##### INPUT FOR THIS TASK #####

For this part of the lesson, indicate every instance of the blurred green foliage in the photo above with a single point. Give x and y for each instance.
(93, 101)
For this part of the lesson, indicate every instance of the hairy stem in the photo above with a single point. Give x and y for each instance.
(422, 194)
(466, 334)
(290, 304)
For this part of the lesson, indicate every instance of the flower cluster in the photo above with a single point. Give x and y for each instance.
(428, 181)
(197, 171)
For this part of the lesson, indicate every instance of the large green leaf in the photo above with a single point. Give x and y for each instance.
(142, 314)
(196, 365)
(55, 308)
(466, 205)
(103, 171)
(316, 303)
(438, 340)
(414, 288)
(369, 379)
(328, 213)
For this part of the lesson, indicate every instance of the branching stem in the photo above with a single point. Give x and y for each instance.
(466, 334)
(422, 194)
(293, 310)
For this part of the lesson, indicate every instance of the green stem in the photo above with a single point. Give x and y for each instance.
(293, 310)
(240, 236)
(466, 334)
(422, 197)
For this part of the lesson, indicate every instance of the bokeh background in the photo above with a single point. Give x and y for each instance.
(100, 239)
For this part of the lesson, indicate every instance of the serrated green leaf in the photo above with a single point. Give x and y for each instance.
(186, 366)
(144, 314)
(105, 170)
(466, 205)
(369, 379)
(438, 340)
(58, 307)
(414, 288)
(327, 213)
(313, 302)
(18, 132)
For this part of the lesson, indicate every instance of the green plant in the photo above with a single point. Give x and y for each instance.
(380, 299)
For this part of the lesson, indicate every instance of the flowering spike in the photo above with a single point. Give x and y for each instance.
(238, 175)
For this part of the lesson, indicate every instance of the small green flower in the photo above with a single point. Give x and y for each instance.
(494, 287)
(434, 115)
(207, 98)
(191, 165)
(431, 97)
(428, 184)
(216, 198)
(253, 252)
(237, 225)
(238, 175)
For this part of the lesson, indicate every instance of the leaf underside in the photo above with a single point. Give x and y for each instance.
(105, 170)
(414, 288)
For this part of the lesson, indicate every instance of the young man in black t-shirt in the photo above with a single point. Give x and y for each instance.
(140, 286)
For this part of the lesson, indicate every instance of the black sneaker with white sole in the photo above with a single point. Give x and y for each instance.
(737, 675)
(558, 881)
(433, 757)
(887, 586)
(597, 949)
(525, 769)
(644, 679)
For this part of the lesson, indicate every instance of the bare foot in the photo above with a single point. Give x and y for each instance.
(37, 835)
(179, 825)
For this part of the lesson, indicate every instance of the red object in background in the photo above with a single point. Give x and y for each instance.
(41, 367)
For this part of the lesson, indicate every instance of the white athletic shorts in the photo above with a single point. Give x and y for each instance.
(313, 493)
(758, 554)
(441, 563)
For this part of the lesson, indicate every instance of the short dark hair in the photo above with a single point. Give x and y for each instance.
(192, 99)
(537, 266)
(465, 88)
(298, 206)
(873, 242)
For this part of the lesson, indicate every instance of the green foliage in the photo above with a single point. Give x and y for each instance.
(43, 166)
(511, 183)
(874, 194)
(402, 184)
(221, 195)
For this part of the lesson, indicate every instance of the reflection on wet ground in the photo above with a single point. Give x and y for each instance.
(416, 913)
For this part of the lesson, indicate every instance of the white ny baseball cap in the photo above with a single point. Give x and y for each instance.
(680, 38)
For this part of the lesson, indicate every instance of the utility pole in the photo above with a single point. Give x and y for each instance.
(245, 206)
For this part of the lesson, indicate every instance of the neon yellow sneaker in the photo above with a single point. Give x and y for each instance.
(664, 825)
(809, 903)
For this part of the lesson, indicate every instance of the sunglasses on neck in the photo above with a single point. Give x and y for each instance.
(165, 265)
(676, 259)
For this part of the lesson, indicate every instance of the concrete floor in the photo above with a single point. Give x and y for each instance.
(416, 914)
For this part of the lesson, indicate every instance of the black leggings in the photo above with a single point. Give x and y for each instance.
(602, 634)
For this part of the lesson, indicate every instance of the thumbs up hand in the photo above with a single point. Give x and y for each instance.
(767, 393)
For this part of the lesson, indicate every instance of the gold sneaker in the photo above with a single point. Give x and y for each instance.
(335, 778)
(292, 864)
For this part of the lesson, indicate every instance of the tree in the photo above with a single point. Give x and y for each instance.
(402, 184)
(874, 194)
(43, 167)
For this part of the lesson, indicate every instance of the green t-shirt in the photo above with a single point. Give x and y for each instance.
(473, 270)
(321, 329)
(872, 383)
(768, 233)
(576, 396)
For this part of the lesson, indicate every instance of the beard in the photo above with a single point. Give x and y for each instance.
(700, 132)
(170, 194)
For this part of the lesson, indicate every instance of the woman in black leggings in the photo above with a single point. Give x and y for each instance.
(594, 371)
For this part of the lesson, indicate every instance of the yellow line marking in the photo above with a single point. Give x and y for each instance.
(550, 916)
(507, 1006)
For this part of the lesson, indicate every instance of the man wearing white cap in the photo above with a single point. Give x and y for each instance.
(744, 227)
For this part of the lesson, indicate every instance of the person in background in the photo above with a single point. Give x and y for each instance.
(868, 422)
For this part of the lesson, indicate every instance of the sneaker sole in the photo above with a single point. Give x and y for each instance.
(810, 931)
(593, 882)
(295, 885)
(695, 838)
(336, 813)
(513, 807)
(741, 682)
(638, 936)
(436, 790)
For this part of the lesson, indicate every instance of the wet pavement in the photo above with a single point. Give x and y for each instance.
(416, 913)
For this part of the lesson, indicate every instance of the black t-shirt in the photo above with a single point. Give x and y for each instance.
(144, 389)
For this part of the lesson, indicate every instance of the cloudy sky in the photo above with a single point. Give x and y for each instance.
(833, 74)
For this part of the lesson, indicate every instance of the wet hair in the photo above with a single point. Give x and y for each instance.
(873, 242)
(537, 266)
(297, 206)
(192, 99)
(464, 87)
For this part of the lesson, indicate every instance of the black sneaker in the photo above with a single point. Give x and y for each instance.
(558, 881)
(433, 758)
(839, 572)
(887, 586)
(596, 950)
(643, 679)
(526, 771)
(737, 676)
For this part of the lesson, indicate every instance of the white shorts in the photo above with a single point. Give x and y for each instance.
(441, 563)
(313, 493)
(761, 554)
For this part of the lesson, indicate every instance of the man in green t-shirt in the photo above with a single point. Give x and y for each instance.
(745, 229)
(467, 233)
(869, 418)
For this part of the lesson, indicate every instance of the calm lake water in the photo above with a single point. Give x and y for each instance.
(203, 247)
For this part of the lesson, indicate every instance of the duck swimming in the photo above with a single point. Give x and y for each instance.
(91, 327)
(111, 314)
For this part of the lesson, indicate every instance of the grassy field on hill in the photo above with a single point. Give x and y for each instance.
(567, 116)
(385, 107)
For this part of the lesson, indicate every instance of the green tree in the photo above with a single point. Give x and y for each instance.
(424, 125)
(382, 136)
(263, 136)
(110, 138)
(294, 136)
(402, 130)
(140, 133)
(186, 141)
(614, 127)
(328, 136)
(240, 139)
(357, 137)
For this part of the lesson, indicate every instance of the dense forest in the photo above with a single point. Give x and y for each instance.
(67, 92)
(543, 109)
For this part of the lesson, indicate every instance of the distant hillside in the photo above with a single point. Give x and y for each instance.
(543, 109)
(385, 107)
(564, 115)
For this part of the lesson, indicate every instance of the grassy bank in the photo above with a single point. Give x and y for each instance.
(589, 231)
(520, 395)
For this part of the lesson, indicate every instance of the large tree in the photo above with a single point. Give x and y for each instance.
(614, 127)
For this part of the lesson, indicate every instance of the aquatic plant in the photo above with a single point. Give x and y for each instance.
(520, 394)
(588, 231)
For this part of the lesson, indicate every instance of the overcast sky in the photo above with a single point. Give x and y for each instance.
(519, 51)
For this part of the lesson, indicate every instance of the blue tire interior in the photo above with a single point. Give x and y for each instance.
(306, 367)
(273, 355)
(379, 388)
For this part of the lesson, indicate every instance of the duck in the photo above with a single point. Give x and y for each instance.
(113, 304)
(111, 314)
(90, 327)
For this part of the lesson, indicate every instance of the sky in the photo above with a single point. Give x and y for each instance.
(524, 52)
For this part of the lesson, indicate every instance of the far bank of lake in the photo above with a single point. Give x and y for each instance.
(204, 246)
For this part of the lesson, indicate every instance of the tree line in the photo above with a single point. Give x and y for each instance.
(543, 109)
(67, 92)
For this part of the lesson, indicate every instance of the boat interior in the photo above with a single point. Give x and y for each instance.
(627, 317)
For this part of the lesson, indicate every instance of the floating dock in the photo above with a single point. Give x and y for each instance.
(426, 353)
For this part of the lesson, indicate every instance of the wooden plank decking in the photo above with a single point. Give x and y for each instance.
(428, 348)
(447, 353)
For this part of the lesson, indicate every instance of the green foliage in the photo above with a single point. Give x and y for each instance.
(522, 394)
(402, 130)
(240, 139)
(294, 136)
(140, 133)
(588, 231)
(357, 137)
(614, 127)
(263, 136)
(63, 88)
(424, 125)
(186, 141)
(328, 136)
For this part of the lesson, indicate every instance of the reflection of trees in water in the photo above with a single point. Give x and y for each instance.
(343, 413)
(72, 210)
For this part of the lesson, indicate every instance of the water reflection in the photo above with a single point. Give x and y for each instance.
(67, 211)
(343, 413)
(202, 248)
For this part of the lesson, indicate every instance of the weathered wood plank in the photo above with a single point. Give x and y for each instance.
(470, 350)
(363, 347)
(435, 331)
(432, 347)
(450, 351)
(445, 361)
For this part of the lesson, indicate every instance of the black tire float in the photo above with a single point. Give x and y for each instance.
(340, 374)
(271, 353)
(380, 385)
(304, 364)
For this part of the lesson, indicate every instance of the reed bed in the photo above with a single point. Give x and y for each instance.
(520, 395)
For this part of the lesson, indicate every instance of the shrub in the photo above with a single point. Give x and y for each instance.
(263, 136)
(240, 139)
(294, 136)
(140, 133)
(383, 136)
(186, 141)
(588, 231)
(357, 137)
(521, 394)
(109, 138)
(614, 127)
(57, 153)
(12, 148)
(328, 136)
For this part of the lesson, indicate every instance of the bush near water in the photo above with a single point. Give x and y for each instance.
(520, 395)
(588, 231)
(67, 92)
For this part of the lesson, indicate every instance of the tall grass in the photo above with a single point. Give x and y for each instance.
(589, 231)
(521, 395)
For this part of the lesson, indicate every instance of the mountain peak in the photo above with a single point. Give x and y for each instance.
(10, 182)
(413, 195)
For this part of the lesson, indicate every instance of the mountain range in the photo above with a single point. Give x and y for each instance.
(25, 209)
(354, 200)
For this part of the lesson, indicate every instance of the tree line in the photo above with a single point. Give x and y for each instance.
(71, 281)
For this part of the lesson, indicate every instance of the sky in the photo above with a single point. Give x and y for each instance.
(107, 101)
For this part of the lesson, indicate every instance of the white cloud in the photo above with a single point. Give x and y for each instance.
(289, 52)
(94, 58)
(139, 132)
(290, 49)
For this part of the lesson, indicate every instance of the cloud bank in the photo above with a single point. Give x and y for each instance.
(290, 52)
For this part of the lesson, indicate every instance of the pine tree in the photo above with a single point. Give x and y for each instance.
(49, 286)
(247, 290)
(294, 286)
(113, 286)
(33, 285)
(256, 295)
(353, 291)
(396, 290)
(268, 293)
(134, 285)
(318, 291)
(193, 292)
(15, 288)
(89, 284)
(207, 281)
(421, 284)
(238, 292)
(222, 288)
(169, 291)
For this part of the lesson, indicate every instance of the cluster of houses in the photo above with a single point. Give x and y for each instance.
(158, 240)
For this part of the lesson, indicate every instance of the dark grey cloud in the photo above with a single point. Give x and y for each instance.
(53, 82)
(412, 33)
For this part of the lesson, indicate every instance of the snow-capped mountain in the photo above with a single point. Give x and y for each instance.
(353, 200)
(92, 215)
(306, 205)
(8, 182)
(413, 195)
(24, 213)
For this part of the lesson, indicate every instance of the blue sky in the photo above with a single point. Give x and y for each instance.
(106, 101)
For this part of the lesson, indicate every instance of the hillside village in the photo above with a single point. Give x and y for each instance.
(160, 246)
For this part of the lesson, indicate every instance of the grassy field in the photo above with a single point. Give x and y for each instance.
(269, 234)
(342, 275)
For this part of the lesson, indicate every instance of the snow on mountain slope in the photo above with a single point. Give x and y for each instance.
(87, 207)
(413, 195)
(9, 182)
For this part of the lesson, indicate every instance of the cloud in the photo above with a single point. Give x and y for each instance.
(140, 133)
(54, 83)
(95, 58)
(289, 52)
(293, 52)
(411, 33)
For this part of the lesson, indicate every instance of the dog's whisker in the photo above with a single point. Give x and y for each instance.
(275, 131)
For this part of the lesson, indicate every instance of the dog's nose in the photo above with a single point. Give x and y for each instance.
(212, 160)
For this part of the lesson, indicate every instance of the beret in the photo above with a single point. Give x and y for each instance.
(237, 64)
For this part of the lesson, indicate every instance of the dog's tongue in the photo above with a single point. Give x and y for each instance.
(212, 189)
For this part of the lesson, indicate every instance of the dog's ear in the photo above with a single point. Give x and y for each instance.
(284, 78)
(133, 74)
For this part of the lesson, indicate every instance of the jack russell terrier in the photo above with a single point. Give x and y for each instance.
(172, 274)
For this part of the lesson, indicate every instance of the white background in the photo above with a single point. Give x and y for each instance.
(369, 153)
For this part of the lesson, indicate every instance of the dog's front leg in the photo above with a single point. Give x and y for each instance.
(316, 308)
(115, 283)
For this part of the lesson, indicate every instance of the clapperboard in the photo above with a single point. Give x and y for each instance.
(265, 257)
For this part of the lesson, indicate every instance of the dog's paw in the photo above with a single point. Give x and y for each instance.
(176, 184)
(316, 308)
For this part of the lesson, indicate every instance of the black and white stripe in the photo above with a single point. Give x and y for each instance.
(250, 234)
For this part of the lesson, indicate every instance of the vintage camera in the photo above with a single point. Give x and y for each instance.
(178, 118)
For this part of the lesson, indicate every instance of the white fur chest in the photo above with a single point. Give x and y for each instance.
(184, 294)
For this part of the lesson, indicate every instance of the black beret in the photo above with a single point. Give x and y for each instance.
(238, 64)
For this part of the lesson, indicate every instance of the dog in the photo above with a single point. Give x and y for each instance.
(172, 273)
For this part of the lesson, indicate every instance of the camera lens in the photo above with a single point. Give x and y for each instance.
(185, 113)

#####

Copy the lines above word for word, starting with the line that contains "the black and" and continuing through the last line.

For this part of the lesson, indicate every instance of the black and white stripe in the photo above with a single point. Give x and y for each instance.
(250, 234)
For this part of the lesson, indicate every instance of the vintage camera in the photo above with a single point. Give x and y for each instance.
(178, 118)
For this part of the lesson, indicate every instance of the white fur chest in the photo above with a single point. Give x and y for each instance.
(184, 294)
For this part of the lesson, indicate every instance of the black beret in the photo above with a single point. Give x and y for each instance.
(238, 64)
For this part of the lesson, indicate every instance of the dog in the photo above with a single point. Give x and y for each instance.
(172, 273)
For this part of the lesson, indicate every instance of the camera lens in the photo above with a single point. Give x and y for each instance.
(185, 113)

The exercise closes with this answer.